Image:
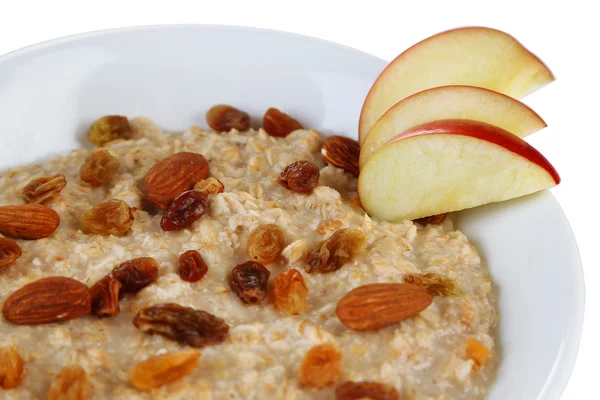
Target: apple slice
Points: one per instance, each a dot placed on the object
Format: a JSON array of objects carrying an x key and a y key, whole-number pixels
[
  {"x": 474, "y": 56},
  {"x": 450, "y": 165},
  {"x": 451, "y": 102}
]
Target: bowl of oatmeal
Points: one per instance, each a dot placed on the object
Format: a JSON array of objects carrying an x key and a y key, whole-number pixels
[{"x": 217, "y": 253}]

_Short exercise:_ Rewrite all of the material above, requests included, multiplying each x and y pixel coordinate in the answers by 1.55 and rounding to whole numbers, halves up. Omit the pictures.

_Exercise result:_
Image:
Target: apple slice
Points: one per instance, each a dot placed on the object
Format: a JSON array of objects carrying an x key and a y key, whole-number pixels
[
  {"x": 735, "y": 87},
  {"x": 698, "y": 256},
  {"x": 699, "y": 158}
]
Target: bowl of oatmeal
Points: one per instance, each a dot placed on the object
Format: a JSON array of objects carrying an x key and a y key, whole-number pixels
[{"x": 336, "y": 392}]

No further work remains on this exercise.